• **Task brief**: What you return should match every entry, character for character.

• **Source material**:
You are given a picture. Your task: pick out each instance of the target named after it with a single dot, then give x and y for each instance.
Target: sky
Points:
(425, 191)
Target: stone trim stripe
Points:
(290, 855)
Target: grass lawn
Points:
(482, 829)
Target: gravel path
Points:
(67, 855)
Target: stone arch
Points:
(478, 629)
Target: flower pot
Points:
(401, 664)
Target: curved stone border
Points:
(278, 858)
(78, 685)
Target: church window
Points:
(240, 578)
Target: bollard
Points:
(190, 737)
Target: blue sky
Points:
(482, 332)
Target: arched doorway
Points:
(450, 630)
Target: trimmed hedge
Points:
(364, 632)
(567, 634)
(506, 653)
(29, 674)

• **Output below**:
You are given a picture. Your task: pick out each instance of the target named after it with a single dot, then give x and y for each instance.
Target: sky
Points:
(425, 191)
Target: stone trim stripe
Points:
(290, 855)
Target: grass lawn
Points:
(482, 829)
Target: gravel path
Points:
(67, 855)
Target: stone arch
Points:
(478, 629)
Target: flower pot
Points:
(401, 664)
Target: curved stone border
Points:
(278, 858)
(78, 685)
Target: church window
Points:
(240, 578)
Target: bollard
Points:
(190, 737)
Target: blue sky
Points:
(482, 332)
Target: arched doorway
Points:
(450, 630)
Target: trimmed hedge
Points:
(364, 632)
(567, 634)
(506, 653)
(29, 674)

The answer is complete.